- Brano fornito
↓↓↓

Alfredo Mantica, “collega” in commissione Esteri di Andreotti: «Lui, il migliore tra i peggiori…»
«Per la prima volta in vita mia oggi ho difeso a spada tratta Giulio Andreotti in un luogo pubblico, di fronte a tante persone che stavano commentando in maniera corriva e fuori luogo la sua morte, di cui sono molto dispiaciuto». Parla Alfredo Mantica, già sottosegretario agli Esteri, “collega” in più di un’occasione del “divo Giulio” e dunque una delle persone che più può aiutarci a tracciare una giudizio politico e umano dello statista scomparso, tra ricordi pubblici e privati.
Giulio Andreotti è stato nella commissione Esteri quando lei era sottosegretario alla Farnesina nel 2001 e siete stati “colleghi” nella stessa commissione dal 2006 al 2008. Qual è il suo giudizio?
Faccio mio il giudizio che ne diede Montanelli, che trovo geniale e in cui mi ritrovo pienamente: «Era il migliore dei peggiori». Mi spiego. Per noi che venivamo dal Movimento sociale italiano, la Democrazia Cristiana era vista come un “nemico”, politicamente parlando: ma tra i “peggiori” nemici lui era certamente il migliore, il più lucido, il più equilibrato nei giudizi, il più “democristiano” in un certo senso, cioè un uomo portato al compromesso, alla composizione più che alla divisione.
In politica estera quale fu la sua più importante intuizione?

↑↑↑

- Dati elencati

↓↓↓

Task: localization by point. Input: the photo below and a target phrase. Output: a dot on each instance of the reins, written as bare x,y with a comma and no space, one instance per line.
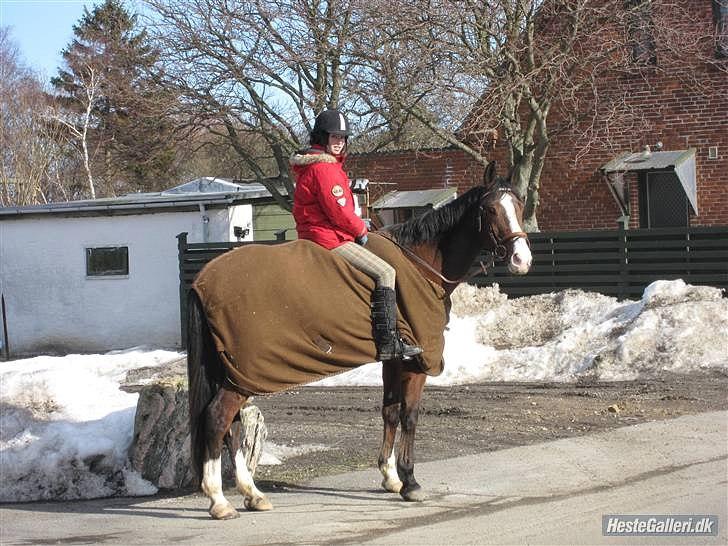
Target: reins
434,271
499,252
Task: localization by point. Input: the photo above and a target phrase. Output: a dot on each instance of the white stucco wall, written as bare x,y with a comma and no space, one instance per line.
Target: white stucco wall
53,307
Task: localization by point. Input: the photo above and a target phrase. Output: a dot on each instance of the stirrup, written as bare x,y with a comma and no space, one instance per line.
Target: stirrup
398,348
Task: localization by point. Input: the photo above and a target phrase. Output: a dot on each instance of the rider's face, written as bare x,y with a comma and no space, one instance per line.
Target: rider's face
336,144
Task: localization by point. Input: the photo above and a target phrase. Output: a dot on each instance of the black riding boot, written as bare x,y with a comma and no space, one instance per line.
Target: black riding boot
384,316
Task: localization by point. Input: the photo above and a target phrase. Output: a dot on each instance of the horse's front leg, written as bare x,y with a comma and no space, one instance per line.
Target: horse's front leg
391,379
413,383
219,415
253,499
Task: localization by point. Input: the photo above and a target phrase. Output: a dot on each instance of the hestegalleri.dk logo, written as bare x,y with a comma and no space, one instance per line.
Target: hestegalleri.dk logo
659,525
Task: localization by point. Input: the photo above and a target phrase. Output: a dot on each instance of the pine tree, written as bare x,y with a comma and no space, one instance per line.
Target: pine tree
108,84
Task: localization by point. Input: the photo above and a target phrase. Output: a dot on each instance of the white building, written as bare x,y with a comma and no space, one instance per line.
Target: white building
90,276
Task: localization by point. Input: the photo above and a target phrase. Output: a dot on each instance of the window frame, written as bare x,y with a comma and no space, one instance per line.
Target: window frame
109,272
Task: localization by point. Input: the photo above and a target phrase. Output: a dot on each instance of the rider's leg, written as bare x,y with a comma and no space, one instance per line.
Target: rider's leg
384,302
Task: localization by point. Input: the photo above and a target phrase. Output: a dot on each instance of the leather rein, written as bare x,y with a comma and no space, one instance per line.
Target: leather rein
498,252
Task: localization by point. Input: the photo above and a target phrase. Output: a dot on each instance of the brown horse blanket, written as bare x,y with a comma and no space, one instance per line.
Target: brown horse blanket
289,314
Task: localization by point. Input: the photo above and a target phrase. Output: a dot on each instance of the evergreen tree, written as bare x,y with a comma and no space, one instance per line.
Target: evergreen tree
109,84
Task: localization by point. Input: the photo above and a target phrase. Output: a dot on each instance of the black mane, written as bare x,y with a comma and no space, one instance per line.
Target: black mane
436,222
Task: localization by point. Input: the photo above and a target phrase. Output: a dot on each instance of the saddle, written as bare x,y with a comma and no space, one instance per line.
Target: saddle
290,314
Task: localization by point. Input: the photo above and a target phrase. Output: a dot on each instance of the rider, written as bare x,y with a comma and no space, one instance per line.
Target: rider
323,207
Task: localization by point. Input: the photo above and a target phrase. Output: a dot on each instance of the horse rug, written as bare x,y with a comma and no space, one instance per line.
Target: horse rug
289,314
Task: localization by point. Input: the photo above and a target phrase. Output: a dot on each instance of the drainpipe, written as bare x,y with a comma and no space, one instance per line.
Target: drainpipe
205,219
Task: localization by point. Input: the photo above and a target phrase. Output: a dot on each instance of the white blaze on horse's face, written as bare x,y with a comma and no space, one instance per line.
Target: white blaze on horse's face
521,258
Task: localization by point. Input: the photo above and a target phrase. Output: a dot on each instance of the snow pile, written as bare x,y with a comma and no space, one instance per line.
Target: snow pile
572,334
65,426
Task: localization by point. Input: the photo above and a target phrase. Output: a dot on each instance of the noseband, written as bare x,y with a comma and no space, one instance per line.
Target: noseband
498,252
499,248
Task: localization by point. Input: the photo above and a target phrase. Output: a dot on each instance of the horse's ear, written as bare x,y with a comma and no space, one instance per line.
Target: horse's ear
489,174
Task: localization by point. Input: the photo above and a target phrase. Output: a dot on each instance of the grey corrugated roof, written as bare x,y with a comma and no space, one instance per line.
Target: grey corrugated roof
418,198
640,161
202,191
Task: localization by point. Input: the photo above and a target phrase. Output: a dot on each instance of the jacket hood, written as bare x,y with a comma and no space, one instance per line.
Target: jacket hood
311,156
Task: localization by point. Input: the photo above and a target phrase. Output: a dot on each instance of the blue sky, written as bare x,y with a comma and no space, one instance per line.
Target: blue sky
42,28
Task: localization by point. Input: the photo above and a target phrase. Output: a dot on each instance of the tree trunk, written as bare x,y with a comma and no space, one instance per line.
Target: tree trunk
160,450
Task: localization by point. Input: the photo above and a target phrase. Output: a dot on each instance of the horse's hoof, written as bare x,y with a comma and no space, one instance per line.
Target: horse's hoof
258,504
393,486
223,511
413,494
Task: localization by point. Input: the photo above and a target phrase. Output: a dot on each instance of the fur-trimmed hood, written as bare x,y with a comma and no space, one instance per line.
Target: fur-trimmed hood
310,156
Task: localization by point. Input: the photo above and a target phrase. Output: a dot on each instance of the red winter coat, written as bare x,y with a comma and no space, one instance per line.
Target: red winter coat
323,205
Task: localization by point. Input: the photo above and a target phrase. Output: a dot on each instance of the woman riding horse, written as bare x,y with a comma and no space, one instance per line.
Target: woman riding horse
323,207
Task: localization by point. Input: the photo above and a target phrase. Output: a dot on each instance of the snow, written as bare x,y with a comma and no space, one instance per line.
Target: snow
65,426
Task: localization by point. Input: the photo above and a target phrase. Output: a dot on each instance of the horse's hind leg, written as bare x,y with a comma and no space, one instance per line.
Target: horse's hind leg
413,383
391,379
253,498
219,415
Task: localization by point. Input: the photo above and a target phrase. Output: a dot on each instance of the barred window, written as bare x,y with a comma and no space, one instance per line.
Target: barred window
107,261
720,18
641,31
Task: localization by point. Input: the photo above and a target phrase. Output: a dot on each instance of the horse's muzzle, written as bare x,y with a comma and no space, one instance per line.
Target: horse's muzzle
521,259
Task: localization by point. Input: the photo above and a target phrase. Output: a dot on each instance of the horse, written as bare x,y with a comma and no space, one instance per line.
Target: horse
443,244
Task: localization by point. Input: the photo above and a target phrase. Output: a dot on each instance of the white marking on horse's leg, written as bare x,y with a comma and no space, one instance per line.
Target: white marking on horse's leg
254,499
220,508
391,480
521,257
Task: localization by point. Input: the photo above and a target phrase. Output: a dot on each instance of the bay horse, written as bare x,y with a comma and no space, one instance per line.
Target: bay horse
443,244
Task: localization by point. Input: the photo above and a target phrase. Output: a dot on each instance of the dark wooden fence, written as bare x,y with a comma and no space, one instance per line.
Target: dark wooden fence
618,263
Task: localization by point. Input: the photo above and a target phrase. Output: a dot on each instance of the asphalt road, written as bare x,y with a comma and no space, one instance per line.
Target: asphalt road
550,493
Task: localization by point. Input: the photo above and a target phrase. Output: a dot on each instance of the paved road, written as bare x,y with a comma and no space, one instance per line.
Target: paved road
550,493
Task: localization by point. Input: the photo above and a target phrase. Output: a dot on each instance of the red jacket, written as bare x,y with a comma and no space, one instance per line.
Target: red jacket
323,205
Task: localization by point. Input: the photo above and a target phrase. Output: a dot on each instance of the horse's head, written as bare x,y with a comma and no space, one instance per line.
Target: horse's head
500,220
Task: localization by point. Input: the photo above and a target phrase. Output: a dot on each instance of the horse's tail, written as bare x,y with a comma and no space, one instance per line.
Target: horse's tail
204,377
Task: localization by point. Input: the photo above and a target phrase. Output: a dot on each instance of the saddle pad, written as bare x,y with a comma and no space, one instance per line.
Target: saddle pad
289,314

↑↑↑

- Requisiti del compito
Trascrivi parola per parola il passo del brano che va da "Faccio mio il" a "che alla divisione.". Per rispondere basati soltanto sul brano.

- Risultato del compito
Faccio mio il giudizio che ne diede Montanelli, che trovo geniale e in cui mi ritrovo pienamente: «Era il migliore dei peggiori». Mi spiego. Per noi che venivamo dal Movimento sociale italiano, la Democrazia Cristiana era vista come un “nemico”, politicamente parlando: ma tra i “peggiori” nemici lui era certamente il migliore, il più lucido, il più equilibrato nei giudizi, il più “democristiano” in un certo senso, cioè un uomo portato al compromesso, alla composizione più che alla divisione.